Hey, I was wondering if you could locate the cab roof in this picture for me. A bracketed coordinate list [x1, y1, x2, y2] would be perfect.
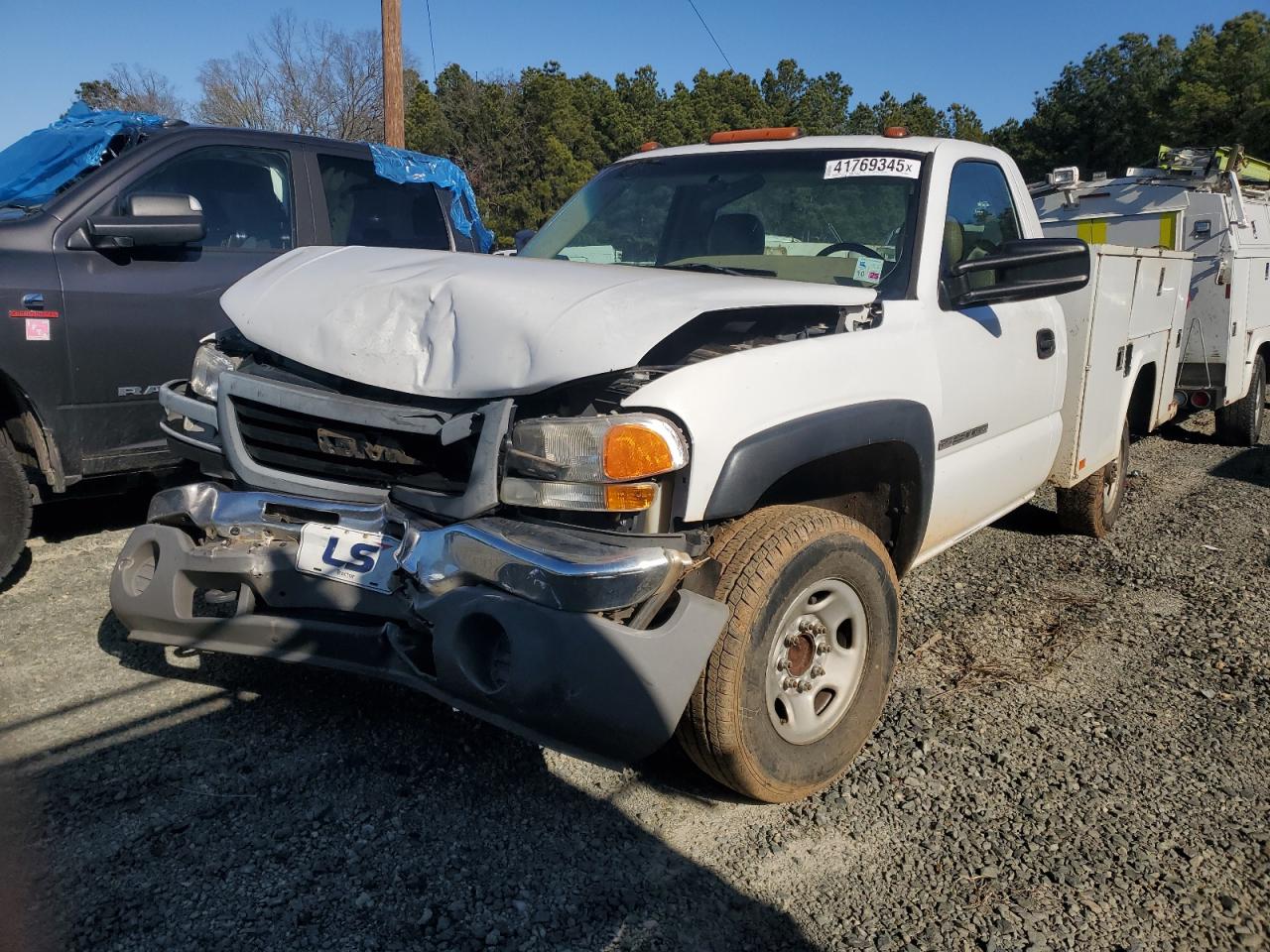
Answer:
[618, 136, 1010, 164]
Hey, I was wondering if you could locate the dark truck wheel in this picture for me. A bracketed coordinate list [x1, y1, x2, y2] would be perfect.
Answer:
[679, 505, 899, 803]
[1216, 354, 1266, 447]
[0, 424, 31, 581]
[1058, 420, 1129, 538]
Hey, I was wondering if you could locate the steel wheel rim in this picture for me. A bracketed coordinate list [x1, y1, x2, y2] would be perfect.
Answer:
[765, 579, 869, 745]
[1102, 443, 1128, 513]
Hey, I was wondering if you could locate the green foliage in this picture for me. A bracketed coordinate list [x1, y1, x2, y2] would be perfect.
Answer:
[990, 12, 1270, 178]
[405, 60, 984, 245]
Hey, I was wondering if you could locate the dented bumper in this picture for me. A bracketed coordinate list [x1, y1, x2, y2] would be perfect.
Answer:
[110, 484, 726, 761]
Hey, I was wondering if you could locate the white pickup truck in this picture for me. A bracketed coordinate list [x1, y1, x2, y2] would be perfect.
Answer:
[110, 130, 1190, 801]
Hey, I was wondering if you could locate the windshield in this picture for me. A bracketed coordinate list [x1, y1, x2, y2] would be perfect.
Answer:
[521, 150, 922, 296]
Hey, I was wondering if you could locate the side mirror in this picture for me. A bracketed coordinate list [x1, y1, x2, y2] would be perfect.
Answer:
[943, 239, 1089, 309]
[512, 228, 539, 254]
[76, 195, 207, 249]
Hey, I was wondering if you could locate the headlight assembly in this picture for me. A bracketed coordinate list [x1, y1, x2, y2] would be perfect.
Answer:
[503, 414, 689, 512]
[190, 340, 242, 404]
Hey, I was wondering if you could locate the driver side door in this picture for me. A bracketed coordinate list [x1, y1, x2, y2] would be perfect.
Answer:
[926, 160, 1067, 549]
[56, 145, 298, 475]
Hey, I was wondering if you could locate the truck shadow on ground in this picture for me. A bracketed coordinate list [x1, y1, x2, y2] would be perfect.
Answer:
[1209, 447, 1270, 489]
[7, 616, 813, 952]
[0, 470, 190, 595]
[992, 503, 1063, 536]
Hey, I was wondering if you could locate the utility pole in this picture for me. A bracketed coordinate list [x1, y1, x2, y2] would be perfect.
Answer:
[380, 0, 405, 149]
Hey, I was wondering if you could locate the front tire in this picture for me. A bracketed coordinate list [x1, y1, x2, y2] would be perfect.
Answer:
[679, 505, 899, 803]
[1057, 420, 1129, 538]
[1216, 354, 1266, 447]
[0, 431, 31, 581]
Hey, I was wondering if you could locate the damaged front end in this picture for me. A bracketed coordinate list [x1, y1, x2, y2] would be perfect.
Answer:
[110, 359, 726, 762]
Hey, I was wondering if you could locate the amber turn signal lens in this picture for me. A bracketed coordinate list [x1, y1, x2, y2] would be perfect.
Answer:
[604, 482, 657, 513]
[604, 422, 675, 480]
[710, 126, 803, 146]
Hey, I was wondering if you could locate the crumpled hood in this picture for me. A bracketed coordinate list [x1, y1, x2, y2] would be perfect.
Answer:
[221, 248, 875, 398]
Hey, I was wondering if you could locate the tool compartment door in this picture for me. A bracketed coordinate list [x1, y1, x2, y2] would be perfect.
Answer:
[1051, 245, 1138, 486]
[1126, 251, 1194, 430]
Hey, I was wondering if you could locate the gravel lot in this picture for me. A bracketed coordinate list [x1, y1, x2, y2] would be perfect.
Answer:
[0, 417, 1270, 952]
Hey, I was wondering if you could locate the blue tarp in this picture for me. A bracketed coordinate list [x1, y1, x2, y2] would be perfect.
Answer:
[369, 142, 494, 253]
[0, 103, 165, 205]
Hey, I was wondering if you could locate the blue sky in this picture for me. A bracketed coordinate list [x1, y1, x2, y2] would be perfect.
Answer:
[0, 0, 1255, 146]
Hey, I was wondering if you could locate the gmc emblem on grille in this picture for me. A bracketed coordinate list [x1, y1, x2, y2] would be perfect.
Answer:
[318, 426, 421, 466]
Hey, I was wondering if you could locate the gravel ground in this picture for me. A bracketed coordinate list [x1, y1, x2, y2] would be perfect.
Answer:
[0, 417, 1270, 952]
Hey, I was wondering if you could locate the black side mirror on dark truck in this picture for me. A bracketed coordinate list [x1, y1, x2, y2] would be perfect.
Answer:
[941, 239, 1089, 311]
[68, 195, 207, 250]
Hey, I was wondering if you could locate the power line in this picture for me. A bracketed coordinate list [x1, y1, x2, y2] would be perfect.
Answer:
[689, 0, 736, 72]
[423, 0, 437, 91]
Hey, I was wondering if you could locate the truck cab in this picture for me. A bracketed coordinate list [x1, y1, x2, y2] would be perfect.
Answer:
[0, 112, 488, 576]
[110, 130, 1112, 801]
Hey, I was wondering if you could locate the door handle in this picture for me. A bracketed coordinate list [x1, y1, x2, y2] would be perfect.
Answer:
________________________________________
▶ **What is being asked**: Can you quote all of the data above word for word, omitting the pictures?

▶ **Expected output**:
Hey, I was wondering if you could locate the cab roof in this picture for me. A bracketed coordinate list [x1, y1, x2, y2] would be perfect.
Answer:
[618, 136, 1010, 164]
Hey, I was wondering if you could locate the dark truck wheel in this picture for me. A bracketed coordinate list [x1, y1, x2, y2] would be perfect.
Answer:
[679, 505, 899, 803]
[1216, 354, 1266, 447]
[0, 424, 31, 581]
[1058, 420, 1129, 538]
Hey, I was wondering if you could locate the steel wheel rim in this picture for me. A bracketed coordinate list [x1, y1, x2, y2] would be perfect.
Answer:
[765, 579, 869, 745]
[1102, 443, 1128, 513]
Hey, I was wondering if you could locate the green foliage in this picture for me. A bracketed coordinate list [x1, y1, x2, y2] would be perfect.
Answer:
[990, 12, 1270, 178]
[405, 60, 984, 245]
Hey, I was wondering if you could locate the dented bumper in this picture for me. A bracketed coordinate list [x1, y1, x2, y2] would be perfect.
Answer:
[110, 484, 726, 761]
Hey, I was wondering if you could locate the white pickup truck in this picture for me. A bracketed coordinate list [x1, y1, x2, y2] would be perfect.
Answer:
[110, 130, 1190, 801]
Hey, I was wondering if you could locate the windshield in this picture for me. A bracketed coordinate list [x1, y1, x2, y2] would be perfect.
Answer:
[521, 150, 922, 296]
Hey, I was wondering if you could locate the side mirror in this picture for me. A bracketed coordinate list [x1, y1, x2, y2] would be perfect.
Answer:
[943, 239, 1089, 309]
[512, 228, 539, 254]
[76, 195, 207, 249]
Hey, I was wondering if you could locate the headlight assembly in this picture for me. A bracketed coordinate list [x1, y1, x2, y2] would be perfect.
Answer:
[503, 414, 689, 512]
[190, 340, 242, 404]
Hey, I was wondering if you could locate the driver side door in this picture for me. A bracketed coordinate list [x1, y1, x2, y2] would be perfect.
Answer:
[926, 160, 1067, 549]
[56, 145, 298, 475]
Hey, I was wondering if you could locate the truck shadow on ground in this picture for me. A bracketed coordinate list [x1, y1, x2, y2] would be perfect.
Answer:
[1209, 447, 1270, 489]
[7, 616, 813, 952]
[0, 470, 190, 595]
[992, 503, 1063, 536]
Hey, I was wondering if you could locate the utility pole in this picture for me. A bracketed coordinate list [x1, y1, x2, y2] would be perfect.
Answer:
[380, 0, 405, 149]
Hey, I was wondering if you could locate the front tire in this picture for me. A bracketed coordinate list [x1, y1, x2, y2] would be perfect.
Answer:
[679, 505, 899, 803]
[1057, 420, 1129, 538]
[1216, 354, 1266, 447]
[0, 431, 31, 581]
Hey, I was wondering if you could locate the damaged front end in this picture for me. A bracketed coordinate list [x1, y1, x2, y2] would be perfect.
Answer:
[110, 359, 726, 762]
Hey, I was wondering if you could locate the amber turn signal lens in this picture for me. A bracketed coordinate list [x1, y1, x2, y2] would be perfect.
Answer:
[604, 482, 657, 513]
[604, 422, 675, 480]
[710, 126, 803, 146]
Hey, I was wondering if you could locate the crumpled hood in this picture for me. A bracketed coordinate list [x1, y1, x2, y2] would be perfect.
Answer:
[221, 248, 875, 398]
Hey, I was wondering if you could locate the tool compartment door in this picture for me. A bracketed coordinate list [x1, y1, x2, y2] would be perfect.
Answer:
[1051, 245, 1138, 486]
[1126, 251, 1194, 430]
Hey, I was wondering if you could locate the gravel lot in this picture for me. A bracketed coordinate list [x1, y1, x2, y2] would be perfect.
Answer:
[0, 417, 1270, 952]
Hey, I was wondering if you could locate the blue tarp in this picture for me. A bracketed coordinate list [x1, y1, x2, y2] would be perfect.
Answer:
[369, 142, 494, 253]
[0, 103, 165, 205]
Hey, I was wondering if you could locate the blue sky in this picture for me. A bracketed coordinate list [x1, y1, x2, y2] would be perfect.
Answer:
[0, 0, 1255, 146]
Hey, I was wondering if you could locate the gmc emblem on grille in this picture for me. A bracketed coordinate list [x1, y1, x2, y2] would be perfect.
Answer:
[318, 426, 421, 466]
Hey, I was wondering if you could locate the gravel ground in this picture for me. A bracketed coordinate list [x1, y1, x2, y2] would be perfect.
Answer:
[0, 417, 1270, 952]
Hey, I was wondering if you could locate the black side mirror on dark truck in this picture for me. A bracketed coordinate list [x1, y1, x2, y2] would be perfect.
Answer:
[941, 239, 1089, 311]
[68, 195, 207, 250]
Hey, I was wondering if you could locate the power line in this picture for me. A bracketed coordinate list [x1, y1, x2, y2] would be perfect.
Answer:
[689, 0, 736, 72]
[423, 0, 437, 91]
Hey, I was wondering if you could locate the truck cab in this picture for me. A bracketed coordinate list [x1, y1, x2, y2] would be perfect.
Answer:
[0, 112, 488, 576]
[110, 130, 1112, 801]
Hey, I was wondering if you could locate the door handle in this picture for me. A bracketed coordinate list [x1, y1, x2, y2] would be perfect.
Answer:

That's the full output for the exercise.